[Records contained in a dataset]
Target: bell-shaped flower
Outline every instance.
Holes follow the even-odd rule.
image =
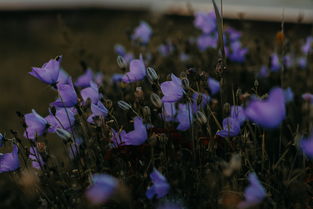
[[[148,138],[147,128],[143,124],[142,119],[140,117],[134,118],[134,130],[126,133],[122,131],[121,133],[117,133],[113,130],[112,141],[113,144],[118,146],[123,145],[134,145],[138,146],[143,144]]]
[[[259,78],[267,78],[269,75],[270,75],[270,72],[268,71],[267,66],[266,65],[262,65],[257,76]]]
[[[192,108],[191,104],[179,104],[178,105],[178,113],[176,116],[176,120],[179,123],[176,127],[177,130],[186,131],[190,128],[193,117],[192,117]]]
[[[306,57],[299,57],[297,59],[297,64],[301,69],[305,69],[308,65],[308,59]]]
[[[4,136],[0,133],[0,147],[3,146],[4,143]]]
[[[231,42],[237,41],[241,37],[241,32],[232,27],[226,28],[225,32]]]
[[[36,147],[29,148],[28,158],[32,161],[33,168],[40,170],[44,166],[44,161]]]
[[[71,108],[60,108],[56,111],[55,115],[48,115],[45,119],[49,123],[48,131],[50,133],[56,132],[58,128],[70,130],[75,124],[75,114]]]
[[[66,84],[70,82],[71,77],[63,69],[60,69],[57,84]]]
[[[284,89],[285,102],[289,103],[293,101],[294,93],[290,87]]]
[[[313,36],[306,38],[305,44],[302,46],[301,50],[305,55],[313,50]]]
[[[163,102],[177,102],[184,95],[182,81],[174,74],[171,74],[172,81],[165,81],[161,83],[161,90],[163,93]]]
[[[223,120],[223,130],[220,130],[216,135],[221,137],[233,137],[240,134],[239,120],[228,117]]]
[[[41,68],[33,67],[29,74],[46,84],[55,85],[59,77],[61,61],[62,56],[51,59],[49,62],[43,64]]]
[[[69,79],[69,83],[57,85],[59,98],[52,103],[55,107],[73,107],[78,103],[77,94],[73,86],[73,82]]]
[[[103,81],[104,81],[104,75],[102,72],[97,72],[94,76],[94,80],[95,80],[95,83],[98,85],[98,86],[102,86],[103,85]]]
[[[273,53],[271,55],[271,70],[272,72],[277,72],[280,70],[280,68],[281,68],[281,64],[279,61],[279,57],[276,53]]]
[[[230,53],[227,57],[233,62],[243,63],[247,53],[248,49],[242,47],[240,41],[235,41],[230,44]]]
[[[300,148],[306,156],[313,159],[313,131],[308,138],[300,140]]]
[[[85,88],[88,87],[90,81],[93,79],[93,72],[90,69],[87,69],[84,74],[79,76],[75,82],[75,86]]]
[[[245,111],[242,108],[242,106],[236,106],[236,105],[231,106],[230,117],[237,120],[240,125],[242,125],[247,119]]]
[[[105,118],[109,111],[108,109],[99,101],[97,104],[91,104],[92,114],[88,117],[88,123],[93,123],[94,117],[103,117]]]
[[[311,104],[313,104],[313,94],[311,94],[311,93],[304,93],[304,94],[302,94],[302,99],[304,99],[305,101],[308,101]]]
[[[266,100],[254,100],[245,109],[246,116],[263,128],[276,128],[286,116],[285,96],[281,88],[273,88]]]
[[[208,87],[211,91],[212,95],[217,94],[220,91],[220,82],[218,82],[217,80],[215,80],[214,78],[208,78]]]
[[[141,44],[147,44],[150,41],[152,29],[145,21],[141,21],[131,36],[132,40],[139,41]]]
[[[157,169],[153,168],[153,171],[150,173],[150,179],[153,185],[146,191],[146,197],[148,199],[152,199],[154,196],[160,199],[167,195],[170,190],[170,185]]]
[[[97,104],[99,99],[101,99],[101,94],[99,93],[98,85],[94,82],[90,82],[90,86],[84,88],[80,91],[80,95],[83,98],[84,102],[89,98],[91,103]]]
[[[211,100],[211,97],[203,93],[194,93],[192,95],[192,111],[195,113],[204,108]]]
[[[175,115],[176,115],[175,103],[164,102],[160,117],[164,121],[170,122],[170,121],[175,121]]]
[[[201,35],[197,38],[197,47],[203,52],[208,48],[217,47],[218,37],[216,35]]]
[[[35,139],[37,136],[43,135],[48,127],[48,122],[41,117],[35,110],[24,116],[26,123],[26,130],[24,137],[28,139]]]
[[[208,34],[216,31],[216,17],[214,12],[197,12],[195,14],[194,26],[203,33]]]
[[[92,184],[85,193],[86,198],[94,205],[103,204],[116,192],[118,184],[118,180],[113,176],[94,174]]]
[[[135,81],[140,81],[144,79],[145,76],[146,76],[146,67],[142,57],[140,57],[140,59],[134,59],[130,61],[129,72],[123,76],[122,80],[125,83],[131,83]]]
[[[253,207],[263,201],[266,197],[266,191],[262,184],[259,182],[255,173],[249,174],[249,186],[245,189],[245,201],[239,203],[238,208],[245,209]]]
[[[15,171],[20,167],[18,159],[18,147],[13,145],[12,152],[0,153],[0,173]]]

Required work: Retype exactly the lines from the start of the entries through the one with "Holes follow the even-odd rule."; include both ends.

Answer box:
Target: bell-shaped flower
Outline every instance.
Holes follow the even-odd rule.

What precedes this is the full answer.